(Coordinate labeling data)
— start —

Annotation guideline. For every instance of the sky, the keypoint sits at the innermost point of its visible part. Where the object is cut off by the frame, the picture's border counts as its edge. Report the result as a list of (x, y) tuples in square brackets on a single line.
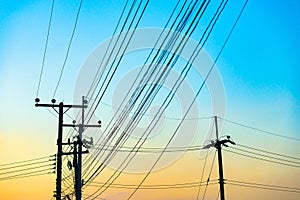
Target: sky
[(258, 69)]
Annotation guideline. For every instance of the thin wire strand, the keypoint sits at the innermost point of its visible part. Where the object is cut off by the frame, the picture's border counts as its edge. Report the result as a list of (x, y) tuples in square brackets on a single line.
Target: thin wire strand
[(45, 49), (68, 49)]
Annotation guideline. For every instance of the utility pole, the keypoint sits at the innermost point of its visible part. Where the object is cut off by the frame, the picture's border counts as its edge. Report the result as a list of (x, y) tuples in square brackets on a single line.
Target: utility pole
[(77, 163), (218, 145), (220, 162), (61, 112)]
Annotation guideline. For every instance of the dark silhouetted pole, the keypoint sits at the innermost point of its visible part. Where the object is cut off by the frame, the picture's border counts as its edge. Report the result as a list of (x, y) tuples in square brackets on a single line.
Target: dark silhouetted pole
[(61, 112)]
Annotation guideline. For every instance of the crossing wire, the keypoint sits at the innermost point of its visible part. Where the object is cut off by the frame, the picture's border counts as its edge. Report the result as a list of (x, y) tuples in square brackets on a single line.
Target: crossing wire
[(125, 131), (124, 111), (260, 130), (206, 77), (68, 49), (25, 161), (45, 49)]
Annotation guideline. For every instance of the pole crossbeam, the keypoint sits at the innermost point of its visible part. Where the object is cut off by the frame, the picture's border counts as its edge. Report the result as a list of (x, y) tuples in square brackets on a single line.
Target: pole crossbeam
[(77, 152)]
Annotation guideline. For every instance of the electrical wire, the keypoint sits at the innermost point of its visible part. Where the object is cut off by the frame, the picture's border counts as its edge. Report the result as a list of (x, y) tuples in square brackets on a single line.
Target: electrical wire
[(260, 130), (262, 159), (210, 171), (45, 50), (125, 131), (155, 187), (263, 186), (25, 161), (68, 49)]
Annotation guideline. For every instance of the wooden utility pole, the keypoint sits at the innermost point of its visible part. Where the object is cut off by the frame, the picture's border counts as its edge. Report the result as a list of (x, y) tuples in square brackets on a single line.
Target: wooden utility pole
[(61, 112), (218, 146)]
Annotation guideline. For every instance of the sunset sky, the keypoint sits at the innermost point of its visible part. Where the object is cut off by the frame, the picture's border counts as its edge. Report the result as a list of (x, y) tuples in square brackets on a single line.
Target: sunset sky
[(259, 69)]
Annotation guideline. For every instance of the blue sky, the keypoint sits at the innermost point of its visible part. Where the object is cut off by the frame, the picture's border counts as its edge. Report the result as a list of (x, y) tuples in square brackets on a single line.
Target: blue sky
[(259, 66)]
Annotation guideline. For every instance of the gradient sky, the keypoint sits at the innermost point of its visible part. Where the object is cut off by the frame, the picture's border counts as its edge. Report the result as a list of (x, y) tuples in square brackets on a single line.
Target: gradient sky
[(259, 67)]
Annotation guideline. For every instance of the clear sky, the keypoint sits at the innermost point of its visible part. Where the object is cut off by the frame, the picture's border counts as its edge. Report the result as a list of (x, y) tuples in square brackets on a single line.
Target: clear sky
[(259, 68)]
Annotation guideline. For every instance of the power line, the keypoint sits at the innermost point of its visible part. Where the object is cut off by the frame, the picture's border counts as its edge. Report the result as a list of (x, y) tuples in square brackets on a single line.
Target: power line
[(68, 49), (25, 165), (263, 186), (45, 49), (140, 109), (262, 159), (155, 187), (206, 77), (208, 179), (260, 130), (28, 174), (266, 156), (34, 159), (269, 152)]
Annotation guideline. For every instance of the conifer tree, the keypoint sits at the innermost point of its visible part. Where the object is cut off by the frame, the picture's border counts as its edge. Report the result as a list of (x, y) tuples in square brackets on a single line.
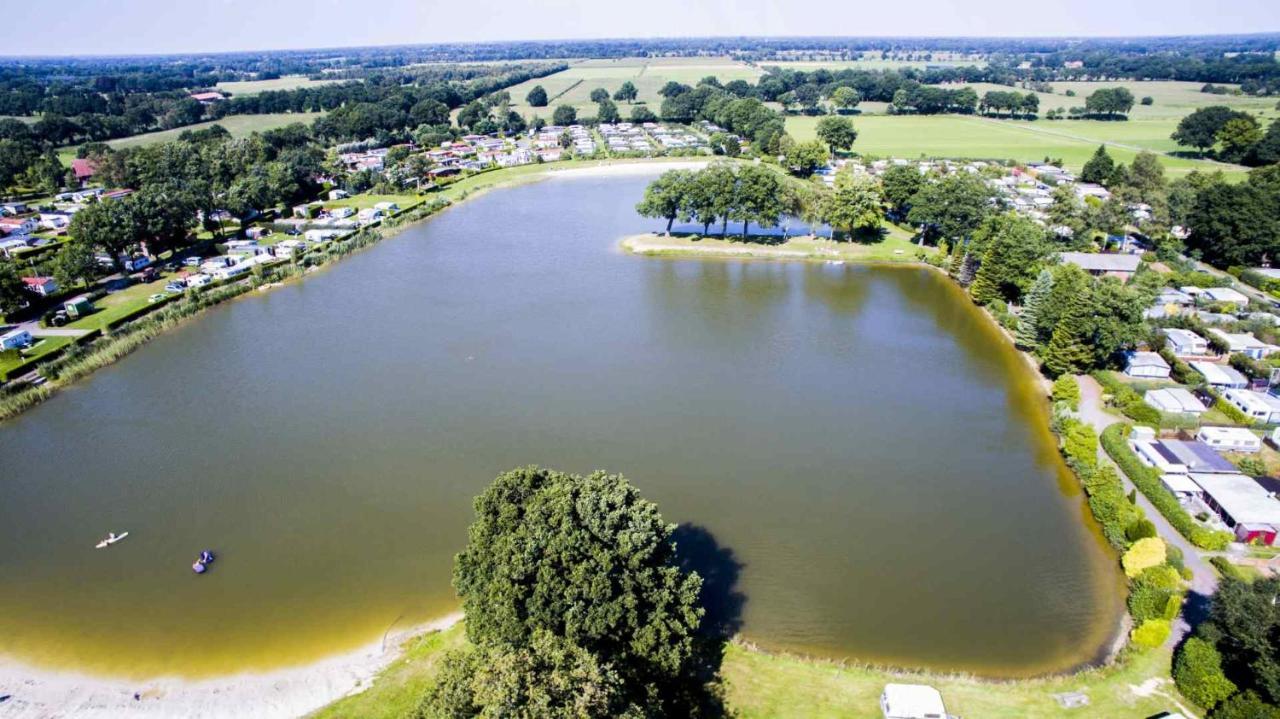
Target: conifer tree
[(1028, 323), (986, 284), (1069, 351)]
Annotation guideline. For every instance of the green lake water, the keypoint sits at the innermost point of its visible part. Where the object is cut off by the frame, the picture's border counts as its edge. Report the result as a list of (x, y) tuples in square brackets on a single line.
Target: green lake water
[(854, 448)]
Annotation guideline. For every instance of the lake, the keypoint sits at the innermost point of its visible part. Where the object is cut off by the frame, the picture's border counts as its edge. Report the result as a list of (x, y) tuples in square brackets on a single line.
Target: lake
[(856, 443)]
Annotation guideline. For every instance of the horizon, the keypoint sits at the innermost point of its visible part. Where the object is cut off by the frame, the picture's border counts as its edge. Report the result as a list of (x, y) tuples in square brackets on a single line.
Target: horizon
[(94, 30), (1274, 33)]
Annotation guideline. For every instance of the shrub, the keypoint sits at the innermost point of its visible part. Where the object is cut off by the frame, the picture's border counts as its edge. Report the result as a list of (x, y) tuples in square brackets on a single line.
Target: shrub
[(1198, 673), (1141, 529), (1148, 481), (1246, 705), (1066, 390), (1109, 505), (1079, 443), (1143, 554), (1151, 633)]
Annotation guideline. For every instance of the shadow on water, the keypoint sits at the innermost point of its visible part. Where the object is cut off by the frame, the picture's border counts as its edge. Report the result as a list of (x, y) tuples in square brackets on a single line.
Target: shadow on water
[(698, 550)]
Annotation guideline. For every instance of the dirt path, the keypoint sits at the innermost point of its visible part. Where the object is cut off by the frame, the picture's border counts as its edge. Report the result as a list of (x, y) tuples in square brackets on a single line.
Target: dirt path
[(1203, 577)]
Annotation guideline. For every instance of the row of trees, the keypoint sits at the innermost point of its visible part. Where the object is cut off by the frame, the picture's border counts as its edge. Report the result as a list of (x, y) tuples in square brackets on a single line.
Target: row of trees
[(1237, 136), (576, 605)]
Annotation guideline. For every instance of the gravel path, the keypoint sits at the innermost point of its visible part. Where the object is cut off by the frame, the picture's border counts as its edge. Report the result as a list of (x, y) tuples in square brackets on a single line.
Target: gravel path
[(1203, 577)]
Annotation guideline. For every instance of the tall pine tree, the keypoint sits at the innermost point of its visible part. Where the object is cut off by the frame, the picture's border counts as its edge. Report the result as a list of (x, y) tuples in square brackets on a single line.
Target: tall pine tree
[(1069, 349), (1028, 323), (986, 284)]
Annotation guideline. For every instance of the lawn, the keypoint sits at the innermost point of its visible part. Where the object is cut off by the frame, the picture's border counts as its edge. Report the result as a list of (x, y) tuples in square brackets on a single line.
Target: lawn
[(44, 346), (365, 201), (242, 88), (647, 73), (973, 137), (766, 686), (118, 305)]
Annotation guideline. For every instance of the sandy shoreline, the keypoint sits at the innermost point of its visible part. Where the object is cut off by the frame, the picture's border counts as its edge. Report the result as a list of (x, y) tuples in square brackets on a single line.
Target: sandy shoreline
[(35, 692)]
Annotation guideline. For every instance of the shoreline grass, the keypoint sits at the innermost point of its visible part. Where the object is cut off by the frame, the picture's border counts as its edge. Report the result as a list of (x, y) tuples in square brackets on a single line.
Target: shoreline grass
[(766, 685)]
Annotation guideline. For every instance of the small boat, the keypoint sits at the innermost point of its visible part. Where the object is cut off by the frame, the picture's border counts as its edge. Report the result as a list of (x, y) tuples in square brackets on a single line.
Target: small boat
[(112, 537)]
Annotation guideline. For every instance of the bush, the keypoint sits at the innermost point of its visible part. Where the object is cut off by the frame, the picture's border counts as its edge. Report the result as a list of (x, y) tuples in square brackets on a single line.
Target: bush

— end —

## OBJECTIVE
Could you reproduce the whole listing with "innermost point" replaced by "central point" everywhere, changing nothing else and omitting the pictures?

## THE RESPONSE
Annotation guideline. For every instance of the sky, the keypoint sits at the central point of its visible part. Where the object is cut off by the frame, the picture's border counts as its edge. Report the result as a list of (x, y) tuples in square brackets on a single line.
Target: sky
[(258, 69)]
Annotation guideline. For every instance of the thin wire strand, the keypoint sits at the central point of its visible part. Where the object is cut off by the frame, the picture's border counts as its edge. Report the result as a list of (x, y) tuples in square brackets on a single line.
Target: thin wire strand
[(45, 49), (68, 49)]
Annotation guideline. For every instance of the utility pole, the keypoint sits at the central point of its visible part. Where the object is cut off by the frame, the picture's border counts as its edge. Report the result as a list of (x, y) tuples in square brackets on a single line.
Target: utility pole
[(77, 163), (218, 145), (220, 162), (61, 112)]
Annotation guideline. For every instance of the dark silhouetted pole, the keypoint sits at the central point of its visible part. Where the object is cut off by the frame, the picture's border counts as its edge. Report the result as a list of (x, y) tuples in square brackets on a single line.
Target: dark silhouetted pole
[(61, 112)]
Annotation guideline. For every instance of the crossing wire, the keypoint sits at the central point of its visible part. Where the object is cut off by the frame, the picture's border counts as its edge. Report the result as a list of (x, y) tuples in square brackets on a single line.
Target: crossing wire
[(125, 131), (124, 111), (260, 130), (206, 77), (68, 49), (25, 161), (45, 49)]
Annotation guideline. For every instance of the pole crossbeam, the keypoint sits at the central point of its visible part. Where the object is cut off by the frame, the picture's border counts as its edge. Report the result as a list of (x, y) tuples in square brackets on a single line.
Target: pole crossbeam
[(77, 152)]
Annotation guideline. For every instance of the electrical wire, the keypoint sits at the central point of its visible part. Where the object is cut off by the frame, the picture's border counts as its edge. Report the result as a list of (x, y) tuples in square brackets on a single line.
Target: electrical wire
[(260, 130), (262, 159), (210, 171), (45, 50), (125, 131), (155, 187), (263, 186), (25, 161), (68, 49)]
Annotation guideline. For every instance of the wooden utility pole, the keypoint sits at the central point of its visible part. Where the object is cut off by the frame, the picture's border counts as its edge. Report the result as a list of (x, y) tuples in square brackets on a single line.
Target: wooden utility pole
[(61, 112), (218, 146)]
Annotation guideline. For every instance of the sunset sky, the keypoint sits at the central point of its visible part. Where the object is cut off by the frame, the picture's border counts as its edge. Report the result as a list of (x, y) tuples in square brackets on a single line.
Target: sunset sky
[(259, 69)]
Annotation guideline. For every instance of the blue sky, the keypoint sits at the central point of its visible part. Where the object is cut off by the frame, the picture's border counts as its edge. Report the result as a list of (x, y) tuples in square brackets on a single line.
Target: blue sky
[(259, 66)]
Annotation guideline. For every instance of the gradient sky, the keypoint sits at the central point of its visible part. Where the object is cut off by the frame, the picture's border counts as its edge. Report the result as a list of (x, y) tuples in square brackets on a single line.
Target: gradient sky
[(259, 67)]
Annotation guideline. For every instance of the clear sky, the keypoint sits at the central point of its visible part. Where the object is cut off by the frame, the picture's border counts as its edge. Report the result as a list of (x, y) tuples in square brackets on a single line.
Target: clear sky
[(259, 68)]
Annotation guideline. For every instance of the power line, the keypoint sits at the central point of its visible part. Where the object is cut off by the frame, the picture's border counts as its edge. Report the result as a list of (x, y) tuples in square brackets on a single line.
Target: power line
[(68, 49), (25, 165), (263, 186), (45, 49), (140, 109), (262, 159), (155, 187), (206, 77), (208, 179), (260, 130), (28, 174), (266, 156), (34, 159), (269, 152)]
Annotation guideline. For every instance of the conifer tree, the keypoint sits at the central point of its visible part. Where the object is cut off by the frame, the picture's border counts as its edge. Report the result as a list of (x, y) tuples in square brackets on a single line.
Target: conifer tree
[(1028, 323), (986, 284), (1069, 351)]
Annotation guideline. For every instance of the green lake water, the keypoint sits at the central point of its visible part. Where the object is cut off by the frame, the picture's border counts as its edge. Report the result as a list of (x, y) tuples in square brackets on a single line.
Target: green lake water
[(854, 448)]
Annotation guideline. For every instance of the lake, the keypoint sits at the central point of its visible part. Where the object is cut off by the frame, the picture's border counts as its edge. Report the result as a list of (x, y) tuples in square brackets on a single line.
Target: lake
[(856, 443)]
Annotation guideline. For every instance of the horizon, the keypoint sits at the central point of its visible part. Where the object is cut off by the frame, the picture's border counts as its edge. Report the result as a list of (x, y) tuples in square brackets on a single line.
Target: horizon
[(94, 30), (1274, 33)]
Annotation guideline. For every instance of the shrub, the keypoint sits at the central point of its visible part. Where the object is cut off by the frame, the picture's border counts as its edge. Report the result as a list of (x, y) tuples in square brackets on a single line.
Target: shrub
[(1198, 673), (1141, 529), (1148, 481), (1246, 705), (1066, 390), (1109, 505), (1079, 443), (1143, 554), (1151, 633)]
Annotation guideline. For every instance of the shadow on water, the keypoint sits at the central point of its visible part. Where the object is cut off by the frame, the picture's border counts as its edge. Report the result as a list of (x, y) tuples in square brackets on a single line.
Target: shadow on water
[(698, 550)]
Annotation guideline. For every instance of the dirt path, the keypoint sits at the central point of its visible part. Where the object is cut off by the frame, the picture's border counts as its edge. Report the result as a list of (x, y) tuples in square brackets on a single line.
Target: dirt path
[(1203, 577)]
Annotation guideline. For every instance of the row of trees, the keypoint sits at the central point of its visible part. Where the object is cut off by the frame, the picture's border counts as its edge. Report the result as a list of (x, y) tuples in square brackets on a single line.
Target: row of trees
[(1237, 136), (576, 605)]
Annotation guideline. For every instance of the gravel path, the keypoint sits at the central point of its visible part. Where the object is cut off by the frame, the picture's border counts as its edge. Report the result as a list of (x, y) tuples in square brackets on a single line.
Target: gravel path
[(1203, 577)]
Annotation guideline. For every instance of the tall pine tree, the keypoint sits at the central point of its visible part. Where the object is cut off by the frame, the picture's border counts as its edge. Report the result as a list of (x, y) tuples in square brackets on a single line.
Target: tall pine tree
[(1069, 349), (1028, 323), (986, 284)]
Annotation guideline. For every instance of the lawn, the keypoint sits at the central point of its visible part. Where the object is cut off by the frame, the picture's border counts as its edge. Report the result as a list of (x, y) tuples in square brackets on a single line.
Target: lawn
[(44, 346), (365, 201), (242, 88), (647, 73), (973, 137), (766, 686), (118, 305)]
Annotation guideline. For every instance of the sandy shoreline, the keypoint sits at the central point of its visible part. Where the object is cut off by the frame, the picture's border counts as its edge. Report the result as a list of (x, y) tuples in square brackets on a single line.
Target: sandy shoreline
[(35, 692)]
Annotation guideline. For every instance of the shoreline grass, the keypoint sits at the central point of its visible part. Where the object is cut off by the frame, the picture's border counts as its edge. Report the result as a list of (x, y) tuples in square brackets on a single line.
Target: shoreline grass
[(766, 685)]
Annotation guideline. For every instance of the small boat, the keypoint sits at the central point of its visible part. Where the object is cut off by the frame, the picture's border counts as its edge. Report the result as a list of (x, y) tuples in square brackets on a single line.
Target: small boat
[(112, 537)]
Annotation guideline. For every instance of the bush, the keypoint sits at the central point of its visible part. Where the object is cut off by the frame, the picture's border counts as its edge. Report the result as a list of (x, y) tuples in square brackets on a single line.
Target: bush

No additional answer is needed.